(Records of labeled boxes)
## Start

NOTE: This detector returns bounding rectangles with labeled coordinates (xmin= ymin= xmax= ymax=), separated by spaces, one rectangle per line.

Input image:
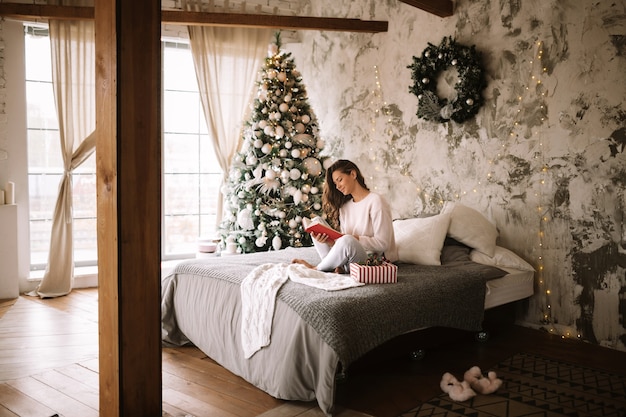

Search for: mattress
xmin=485 ymin=268 xmax=535 ymax=309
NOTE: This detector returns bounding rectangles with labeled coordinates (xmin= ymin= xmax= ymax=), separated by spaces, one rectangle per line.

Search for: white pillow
xmin=393 ymin=214 xmax=450 ymax=265
xmin=470 ymin=246 xmax=535 ymax=272
xmin=441 ymin=201 xmax=498 ymax=256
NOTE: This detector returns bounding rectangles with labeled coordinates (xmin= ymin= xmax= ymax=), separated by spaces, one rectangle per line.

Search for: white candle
xmin=4 ymin=181 xmax=15 ymax=204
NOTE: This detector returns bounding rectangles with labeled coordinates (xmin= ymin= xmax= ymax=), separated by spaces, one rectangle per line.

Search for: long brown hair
xmin=322 ymin=159 xmax=369 ymax=229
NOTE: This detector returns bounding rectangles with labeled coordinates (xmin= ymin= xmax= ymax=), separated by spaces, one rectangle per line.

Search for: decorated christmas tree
xmin=220 ymin=33 xmax=327 ymax=253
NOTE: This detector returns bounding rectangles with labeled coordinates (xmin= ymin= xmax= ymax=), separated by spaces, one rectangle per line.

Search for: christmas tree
xmin=220 ymin=33 xmax=327 ymax=253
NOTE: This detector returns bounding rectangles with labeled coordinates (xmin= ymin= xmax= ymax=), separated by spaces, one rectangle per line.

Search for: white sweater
xmin=339 ymin=192 xmax=398 ymax=262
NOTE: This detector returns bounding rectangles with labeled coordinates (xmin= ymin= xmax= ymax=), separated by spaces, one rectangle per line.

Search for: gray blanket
xmin=169 ymin=248 xmax=506 ymax=369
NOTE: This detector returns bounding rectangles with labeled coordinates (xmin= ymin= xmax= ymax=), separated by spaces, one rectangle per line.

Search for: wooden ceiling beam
xmin=0 ymin=3 xmax=389 ymax=33
xmin=161 ymin=10 xmax=389 ymax=33
xmin=400 ymin=0 xmax=454 ymax=17
xmin=0 ymin=3 xmax=94 ymax=20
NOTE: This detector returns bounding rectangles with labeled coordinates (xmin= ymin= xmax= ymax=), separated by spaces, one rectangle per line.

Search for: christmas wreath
xmin=408 ymin=37 xmax=485 ymax=123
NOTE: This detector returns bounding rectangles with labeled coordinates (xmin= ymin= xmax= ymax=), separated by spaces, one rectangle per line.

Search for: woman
xmin=292 ymin=159 xmax=397 ymax=273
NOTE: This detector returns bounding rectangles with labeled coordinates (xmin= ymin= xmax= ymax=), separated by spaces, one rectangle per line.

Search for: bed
xmin=161 ymin=236 xmax=534 ymax=416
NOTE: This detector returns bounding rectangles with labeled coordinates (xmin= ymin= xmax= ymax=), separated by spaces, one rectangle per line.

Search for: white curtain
xmin=31 ymin=20 xmax=96 ymax=297
xmin=185 ymin=1 xmax=273 ymax=226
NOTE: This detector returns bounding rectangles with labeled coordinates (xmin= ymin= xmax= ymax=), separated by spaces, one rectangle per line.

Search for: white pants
xmin=313 ymin=235 xmax=367 ymax=272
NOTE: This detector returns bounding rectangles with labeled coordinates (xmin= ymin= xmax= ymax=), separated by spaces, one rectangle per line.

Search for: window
xmin=163 ymin=42 xmax=222 ymax=259
xmin=25 ymin=26 xmax=97 ymax=270
xmin=25 ymin=25 xmax=222 ymax=270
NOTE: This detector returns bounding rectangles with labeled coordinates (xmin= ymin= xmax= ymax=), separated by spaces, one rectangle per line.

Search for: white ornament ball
xmin=246 ymin=154 xmax=258 ymax=166
xmin=293 ymin=190 xmax=303 ymax=205
xmin=237 ymin=208 xmax=254 ymax=230
xmin=303 ymin=157 xmax=322 ymax=177
xmin=272 ymin=236 xmax=283 ymax=250
xmin=289 ymin=168 xmax=302 ymax=181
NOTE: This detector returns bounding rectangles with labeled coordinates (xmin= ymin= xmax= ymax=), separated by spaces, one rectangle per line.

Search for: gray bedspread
xmin=162 ymin=248 xmax=506 ymax=369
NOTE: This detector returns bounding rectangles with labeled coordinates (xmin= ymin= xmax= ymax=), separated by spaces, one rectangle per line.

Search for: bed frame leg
xmin=335 ymin=369 xmax=348 ymax=384
xmin=409 ymin=349 xmax=426 ymax=361
xmin=474 ymin=330 xmax=490 ymax=342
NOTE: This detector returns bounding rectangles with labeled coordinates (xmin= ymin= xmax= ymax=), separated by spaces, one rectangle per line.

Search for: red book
xmin=302 ymin=217 xmax=343 ymax=240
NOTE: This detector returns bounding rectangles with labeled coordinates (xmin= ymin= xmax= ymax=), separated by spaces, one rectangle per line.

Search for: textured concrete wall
xmin=287 ymin=0 xmax=626 ymax=349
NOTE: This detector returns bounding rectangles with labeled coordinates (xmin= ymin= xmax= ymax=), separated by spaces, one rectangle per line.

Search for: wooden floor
xmin=0 ymin=289 xmax=626 ymax=417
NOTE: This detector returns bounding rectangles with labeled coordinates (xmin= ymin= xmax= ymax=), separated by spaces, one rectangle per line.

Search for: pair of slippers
xmin=439 ymin=366 xmax=502 ymax=401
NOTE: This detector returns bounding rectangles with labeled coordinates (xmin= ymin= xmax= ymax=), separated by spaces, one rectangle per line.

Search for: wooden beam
xmin=0 ymin=3 xmax=389 ymax=33
xmin=95 ymin=0 xmax=163 ymax=417
xmin=400 ymin=0 xmax=454 ymax=17
xmin=0 ymin=3 xmax=94 ymax=20
xmin=161 ymin=10 xmax=389 ymax=33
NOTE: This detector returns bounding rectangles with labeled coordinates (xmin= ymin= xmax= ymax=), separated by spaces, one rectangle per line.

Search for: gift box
xmin=350 ymin=262 xmax=398 ymax=284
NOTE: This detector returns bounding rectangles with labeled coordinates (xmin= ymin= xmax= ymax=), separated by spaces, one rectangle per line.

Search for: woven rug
xmin=398 ymin=354 xmax=626 ymax=417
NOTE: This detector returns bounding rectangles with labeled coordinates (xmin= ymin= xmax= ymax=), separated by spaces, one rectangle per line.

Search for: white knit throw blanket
xmin=241 ymin=263 xmax=364 ymax=359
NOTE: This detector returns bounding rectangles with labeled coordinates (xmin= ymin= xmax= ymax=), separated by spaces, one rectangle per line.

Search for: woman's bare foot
xmin=291 ymin=259 xmax=315 ymax=269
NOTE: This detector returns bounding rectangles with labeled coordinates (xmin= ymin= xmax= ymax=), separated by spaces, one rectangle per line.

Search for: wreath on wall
xmin=408 ymin=37 xmax=486 ymax=123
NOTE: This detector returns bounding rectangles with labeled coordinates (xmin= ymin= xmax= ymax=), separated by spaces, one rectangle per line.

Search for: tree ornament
xmin=407 ymin=37 xmax=486 ymax=123
xmin=272 ymin=235 xmax=283 ymax=250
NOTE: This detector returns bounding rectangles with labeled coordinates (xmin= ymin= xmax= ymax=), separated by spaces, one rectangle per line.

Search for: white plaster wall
xmin=287 ymin=0 xmax=626 ymax=349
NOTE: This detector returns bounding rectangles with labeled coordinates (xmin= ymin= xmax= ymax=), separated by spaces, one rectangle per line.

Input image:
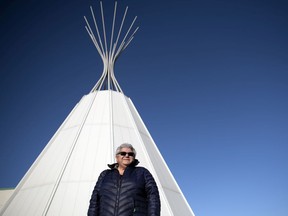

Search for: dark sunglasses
xmin=118 ymin=152 xmax=135 ymax=157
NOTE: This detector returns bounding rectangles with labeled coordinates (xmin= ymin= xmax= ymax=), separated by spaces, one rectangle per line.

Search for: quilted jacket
xmin=88 ymin=159 xmax=160 ymax=216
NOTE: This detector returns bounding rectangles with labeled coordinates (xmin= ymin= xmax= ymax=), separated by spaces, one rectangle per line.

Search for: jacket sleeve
xmin=144 ymin=169 xmax=161 ymax=216
xmin=87 ymin=170 xmax=108 ymax=216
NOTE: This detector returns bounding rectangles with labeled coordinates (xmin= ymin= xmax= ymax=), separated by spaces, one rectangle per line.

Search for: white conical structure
xmin=0 ymin=3 xmax=194 ymax=216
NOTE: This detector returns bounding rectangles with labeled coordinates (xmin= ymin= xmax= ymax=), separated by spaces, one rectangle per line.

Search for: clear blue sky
xmin=0 ymin=0 xmax=288 ymax=216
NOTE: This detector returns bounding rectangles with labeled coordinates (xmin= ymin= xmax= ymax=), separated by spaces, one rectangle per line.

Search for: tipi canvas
xmin=0 ymin=3 xmax=194 ymax=216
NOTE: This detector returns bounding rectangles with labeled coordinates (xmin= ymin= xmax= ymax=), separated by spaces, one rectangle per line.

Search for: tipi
xmin=0 ymin=2 xmax=194 ymax=216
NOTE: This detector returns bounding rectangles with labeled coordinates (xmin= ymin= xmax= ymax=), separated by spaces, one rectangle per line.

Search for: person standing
xmin=87 ymin=143 xmax=161 ymax=216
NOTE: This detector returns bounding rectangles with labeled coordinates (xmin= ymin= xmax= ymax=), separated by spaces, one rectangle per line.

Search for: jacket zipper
xmin=114 ymin=174 xmax=123 ymax=216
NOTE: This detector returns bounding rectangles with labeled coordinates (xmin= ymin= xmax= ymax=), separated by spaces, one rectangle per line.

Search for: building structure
xmin=0 ymin=2 xmax=194 ymax=216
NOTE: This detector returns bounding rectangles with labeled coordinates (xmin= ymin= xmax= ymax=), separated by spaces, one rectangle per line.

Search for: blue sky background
xmin=0 ymin=0 xmax=288 ymax=216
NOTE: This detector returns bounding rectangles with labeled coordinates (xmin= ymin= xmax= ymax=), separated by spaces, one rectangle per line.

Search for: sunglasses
xmin=118 ymin=152 xmax=135 ymax=157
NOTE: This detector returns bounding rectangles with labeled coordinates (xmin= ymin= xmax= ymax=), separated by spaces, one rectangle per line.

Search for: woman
xmin=88 ymin=143 xmax=160 ymax=216
xmin=88 ymin=143 xmax=160 ymax=216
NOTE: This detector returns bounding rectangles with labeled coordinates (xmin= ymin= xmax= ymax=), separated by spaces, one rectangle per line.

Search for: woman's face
xmin=116 ymin=148 xmax=134 ymax=168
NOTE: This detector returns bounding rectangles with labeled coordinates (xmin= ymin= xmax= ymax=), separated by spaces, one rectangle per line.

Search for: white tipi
xmin=0 ymin=2 xmax=194 ymax=216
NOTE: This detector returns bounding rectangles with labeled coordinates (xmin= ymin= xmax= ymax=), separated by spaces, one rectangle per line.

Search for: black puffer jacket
xmin=88 ymin=160 xmax=160 ymax=216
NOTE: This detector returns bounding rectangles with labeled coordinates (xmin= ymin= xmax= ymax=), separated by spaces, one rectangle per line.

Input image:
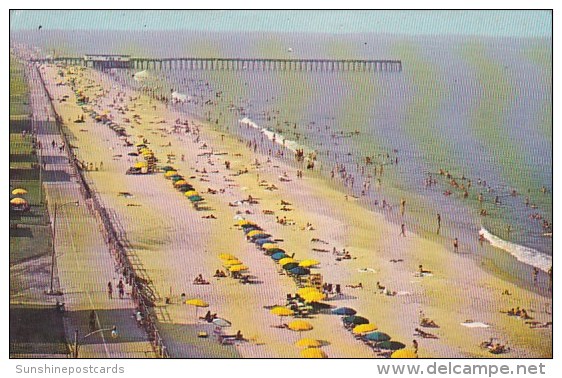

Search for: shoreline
xmin=39 ymin=62 xmax=552 ymax=357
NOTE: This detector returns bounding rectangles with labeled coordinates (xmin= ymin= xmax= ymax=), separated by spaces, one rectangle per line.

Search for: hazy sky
xmin=10 ymin=10 xmax=552 ymax=37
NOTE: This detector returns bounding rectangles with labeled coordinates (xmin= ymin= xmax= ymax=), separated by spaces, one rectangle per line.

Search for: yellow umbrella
xmin=353 ymin=323 xmax=377 ymax=335
xmin=10 ymin=197 xmax=27 ymax=205
xmin=390 ymin=349 xmax=418 ymax=358
xmin=301 ymin=348 xmax=328 ymax=358
xmin=185 ymin=298 xmax=209 ymax=317
xmin=238 ymin=219 xmax=256 ymax=226
xmin=295 ymin=338 xmax=322 ymax=348
xmin=301 ymin=291 xmax=326 ymax=302
xmin=228 ymin=265 xmax=250 ymax=272
xmin=261 ymin=243 xmax=279 ymax=249
xmin=269 ymin=306 xmax=295 ymax=316
xmin=224 ymin=259 xmax=242 ymax=266
xmin=269 ymin=306 xmax=295 ymax=325
xmin=288 ymin=320 xmax=314 ymax=332
xmin=279 ymin=257 xmax=296 ymax=266
xmin=219 ymin=253 xmax=237 ymax=260
xmin=297 ymin=287 xmax=320 ymax=296
xmin=299 ymin=259 xmax=320 ymax=268
xmin=12 ymin=188 xmax=27 ymax=196
xmin=246 ymin=230 xmax=263 ymax=238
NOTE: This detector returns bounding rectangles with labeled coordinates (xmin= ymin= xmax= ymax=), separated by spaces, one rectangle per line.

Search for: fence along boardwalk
xmin=33 ymin=55 xmax=402 ymax=72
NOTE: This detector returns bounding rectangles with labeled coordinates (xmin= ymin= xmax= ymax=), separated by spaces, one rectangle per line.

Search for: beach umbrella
xmin=390 ymin=349 xmax=418 ymax=358
xmin=353 ymin=323 xmax=377 ymax=335
xmin=262 ymin=243 xmax=279 ymax=249
xmin=271 ymin=252 xmax=288 ymax=261
xmin=213 ymin=318 xmax=232 ymax=328
xmin=228 ymin=265 xmax=250 ymax=272
xmin=342 ymin=315 xmax=369 ymax=325
xmin=301 ymin=291 xmax=326 ymax=302
xmin=281 ymin=262 xmax=299 ymax=270
xmin=377 ymin=340 xmax=406 ymax=350
xmin=224 ymin=259 xmax=242 ymax=266
xmin=12 ymin=188 xmax=27 ymax=196
xmin=185 ymin=298 xmax=209 ymax=318
xmin=364 ymin=331 xmax=390 ymax=342
xmin=10 ymin=197 xmax=27 ymax=206
xmin=246 ymin=230 xmax=262 ymax=238
xmin=174 ymin=180 xmax=189 ymax=187
xmin=299 ymin=259 xmax=320 ymax=268
xmin=254 ymin=238 xmax=273 ymax=247
xmin=301 ymin=348 xmax=328 ymax=358
xmin=297 ymin=287 xmax=320 ymax=295
xmin=332 ymin=307 xmax=357 ymax=316
xmin=295 ymin=338 xmax=322 ymax=348
xmin=279 ymin=257 xmax=298 ymax=266
xmin=288 ymin=320 xmax=314 ymax=332
xmin=289 ymin=266 xmax=310 ymax=276
xmin=265 ymin=248 xmax=286 ymax=256
xmin=269 ymin=306 xmax=295 ymax=324
xmin=242 ymin=225 xmax=263 ymax=235
xmin=250 ymin=230 xmax=271 ymax=242
xmin=237 ymin=219 xmax=255 ymax=226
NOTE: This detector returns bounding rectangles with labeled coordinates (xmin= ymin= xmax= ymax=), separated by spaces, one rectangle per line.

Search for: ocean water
xmin=12 ymin=31 xmax=553 ymax=271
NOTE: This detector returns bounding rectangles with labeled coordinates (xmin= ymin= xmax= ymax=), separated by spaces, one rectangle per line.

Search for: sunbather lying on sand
xmin=414 ymin=328 xmax=438 ymax=339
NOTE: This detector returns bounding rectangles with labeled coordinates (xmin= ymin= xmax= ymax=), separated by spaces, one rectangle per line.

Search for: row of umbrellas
xmin=219 ymin=253 xmax=250 ymax=273
xmin=162 ymin=165 xmax=203 ymax=203
xmin=332 ymin=307 xmax=418 ymax=358
xmin=237 ymin=219 xmax=320 ymax=276
xmin=10 ymin=188 xmax=28 ymax=206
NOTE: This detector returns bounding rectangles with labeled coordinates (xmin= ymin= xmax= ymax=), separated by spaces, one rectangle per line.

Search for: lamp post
xmin=45 ymin=201 xmax=79 ymax=295
xmin=72 ymin=326 xmax=119 ymax=358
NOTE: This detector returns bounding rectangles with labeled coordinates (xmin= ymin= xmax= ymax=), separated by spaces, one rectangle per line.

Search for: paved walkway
xmin=28 ymin=64 xmax=155 ymax=358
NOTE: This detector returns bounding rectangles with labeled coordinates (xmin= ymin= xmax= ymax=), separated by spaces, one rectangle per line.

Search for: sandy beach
xmin=41 ymin=62 xmax=552 ymax=358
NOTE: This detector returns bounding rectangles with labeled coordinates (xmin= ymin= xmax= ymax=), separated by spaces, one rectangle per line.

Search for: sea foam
xmin=479 ymin=228 xmax=552 ymax=272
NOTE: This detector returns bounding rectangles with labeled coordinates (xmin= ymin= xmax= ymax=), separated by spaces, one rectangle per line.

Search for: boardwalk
xmin=30 ymin=55 xmax=402 ymax=72
xmin=28 ymin=67 xmax=154 ymax=358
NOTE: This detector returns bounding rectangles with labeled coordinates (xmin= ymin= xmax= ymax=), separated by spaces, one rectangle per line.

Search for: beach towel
xmin=461 ymin=322 xmax=490 ymax=328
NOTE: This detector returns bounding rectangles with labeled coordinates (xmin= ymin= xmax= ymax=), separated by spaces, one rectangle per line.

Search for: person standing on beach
xmin=533 ymin=267 xmax=539 ymax=285
xmin=400 ymin=198 xmax=406 ymax=216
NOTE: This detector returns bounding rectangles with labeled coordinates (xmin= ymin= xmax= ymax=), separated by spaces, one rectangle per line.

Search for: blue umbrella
xmin=332 ymin=307 xmax=357 ymax=316
xmin=289 ymin=266 xmax=310 ymax=276
xmin=377 ymin=341 xmax=406 ymax=350
xmin=254 ymin=238 xmax=273 ymax=247
xmin=242 ymin=224 xmax=262 ymax=234
xmin=283 ymin=262 xmax=299 ymax=270
xmin=363 ymin=331 xmax=390 ymax=342
xmin=342 ymin=315 xmax=369 ymax=325
xmin=271 ymin=252 xmax=289 ymax=261
xmin=250 ymin=234 xmax=271 ymax=242
xmin=265 ymin=248 xmax=287 ymax=256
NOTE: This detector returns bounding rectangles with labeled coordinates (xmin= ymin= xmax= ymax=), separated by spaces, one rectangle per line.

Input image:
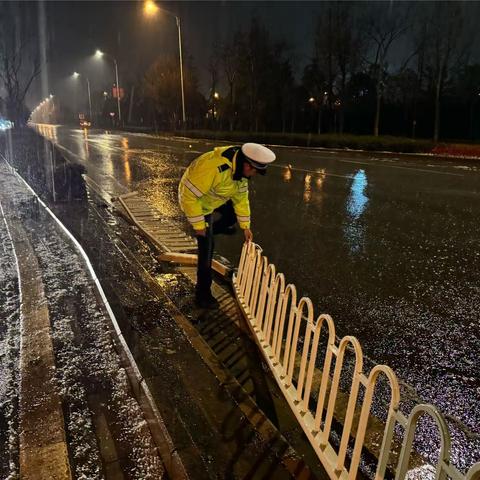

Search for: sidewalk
xmin=0 ymin=161 xmax=164 ymax=479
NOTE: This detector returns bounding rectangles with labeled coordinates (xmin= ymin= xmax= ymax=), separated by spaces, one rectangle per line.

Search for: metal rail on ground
xmin=0 ymin=159 xmax=190 ymax=480
xmin=233 ymin=243 xmax=480 ymax=480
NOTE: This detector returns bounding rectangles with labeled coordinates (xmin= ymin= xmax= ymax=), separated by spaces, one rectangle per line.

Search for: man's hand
xmin=243 ymin=228 xmax=253 ymax=242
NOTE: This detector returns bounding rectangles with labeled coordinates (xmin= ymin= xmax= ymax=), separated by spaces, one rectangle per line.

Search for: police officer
xmin=178 ymin=143 xmax=275 ymax=309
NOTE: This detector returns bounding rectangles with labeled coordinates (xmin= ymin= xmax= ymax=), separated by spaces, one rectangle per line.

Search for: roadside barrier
xmin=233 ymin=242 xmax=480 ymax=480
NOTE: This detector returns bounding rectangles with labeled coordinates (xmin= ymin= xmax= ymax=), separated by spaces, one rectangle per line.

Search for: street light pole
xmin=95 ymin=50 xmax=122 ymax=125
xmin=85 ymin=77 xmax=93 ymax=122
xmin=144 ymin=0 xmax=186 ymax=128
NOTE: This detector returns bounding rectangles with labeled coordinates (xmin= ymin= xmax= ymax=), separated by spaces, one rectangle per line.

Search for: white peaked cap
xmin=242 ymin=143 xmax=276 ymax=170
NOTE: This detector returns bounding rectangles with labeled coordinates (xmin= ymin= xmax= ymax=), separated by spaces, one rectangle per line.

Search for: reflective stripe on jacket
xmin=178 ymin=147 xmax=250 ymax=230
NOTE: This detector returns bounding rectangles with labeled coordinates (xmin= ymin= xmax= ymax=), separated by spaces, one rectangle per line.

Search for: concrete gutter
xmin=0 ymin=181 xmax=72 ymax=480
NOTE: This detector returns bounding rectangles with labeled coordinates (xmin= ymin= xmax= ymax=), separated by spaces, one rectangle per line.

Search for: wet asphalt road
xmin=36 ymin=127 xmax=480 ymax=466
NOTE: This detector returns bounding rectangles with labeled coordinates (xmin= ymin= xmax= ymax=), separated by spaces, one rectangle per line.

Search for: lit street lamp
xmin=95 ymin=50 xmax=122 ymax=124
xmin=143 ymin=0 xmax=185 ymax=127
xmin=72 ymin=72 xmax=93 ymax=122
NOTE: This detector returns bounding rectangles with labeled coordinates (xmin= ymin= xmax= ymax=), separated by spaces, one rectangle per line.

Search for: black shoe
xmin=213 ymin=224 xmax=237 ymax=235
xmin=195 ymin=295 xmax=220 ymax=310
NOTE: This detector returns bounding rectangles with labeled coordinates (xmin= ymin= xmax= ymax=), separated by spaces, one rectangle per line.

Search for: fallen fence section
xmin=233 ymin=243 xmax=480 ymax=480
xmin=115 ymin=192 xmax=231 ymax=276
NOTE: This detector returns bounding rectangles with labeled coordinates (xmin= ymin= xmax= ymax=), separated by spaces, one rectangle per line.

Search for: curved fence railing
xmin=233 ymin=243 xmax=480 ymax=480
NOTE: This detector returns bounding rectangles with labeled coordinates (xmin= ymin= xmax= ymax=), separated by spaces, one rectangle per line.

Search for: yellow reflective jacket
xmin=178 ymin=147 xmax=250 ymax=230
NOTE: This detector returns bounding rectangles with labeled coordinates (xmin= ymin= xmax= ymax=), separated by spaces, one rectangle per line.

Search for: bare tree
xmin=333 ymin=2 xmax=365 ymax=133
xmin=366 ymin=3 xmax=410 ymax=137
xmin=220 ymin=41 xmax=239 ymax=131
xmin=0 ymin=2 xmax=41 ymax=127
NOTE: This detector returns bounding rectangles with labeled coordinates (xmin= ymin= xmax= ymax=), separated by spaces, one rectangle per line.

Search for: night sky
xmin=27 ymin=0 xmax=480 ymax=107
xmin=29 ymin=1 xmax=322 ymax=106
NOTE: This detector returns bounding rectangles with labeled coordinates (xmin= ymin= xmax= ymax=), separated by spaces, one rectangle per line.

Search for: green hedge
xmin=182 ymin=130 xmax=434 ymax=153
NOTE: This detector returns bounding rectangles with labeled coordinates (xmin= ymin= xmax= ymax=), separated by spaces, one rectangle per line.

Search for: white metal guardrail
xmin=233 ymin=243 xmax=480 ymax=480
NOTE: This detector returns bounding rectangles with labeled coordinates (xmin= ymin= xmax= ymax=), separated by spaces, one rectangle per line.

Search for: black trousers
xmin=195 ymin=200 xmax=237 ymax=298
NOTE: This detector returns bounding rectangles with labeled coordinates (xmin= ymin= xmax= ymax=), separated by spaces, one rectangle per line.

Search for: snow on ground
xmin=0 ymin=168 xmax=20 ymax=479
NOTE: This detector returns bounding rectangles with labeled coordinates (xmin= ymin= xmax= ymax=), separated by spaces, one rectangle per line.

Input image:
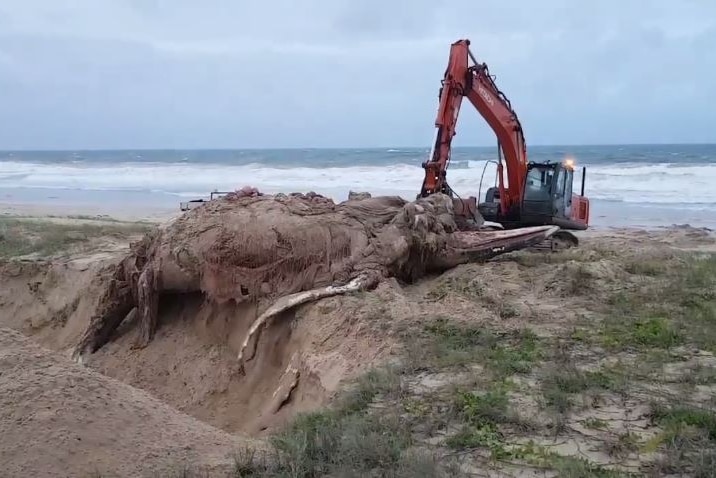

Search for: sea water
xmin=0 ymin=145 xmax=716 ymax=228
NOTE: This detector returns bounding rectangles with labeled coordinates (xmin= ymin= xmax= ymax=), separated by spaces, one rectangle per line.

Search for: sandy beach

## End

How many lines in the rows above contain the string "yellow"? Case counts. Reply with the number alone.

** SOLVED PROBLEM **
2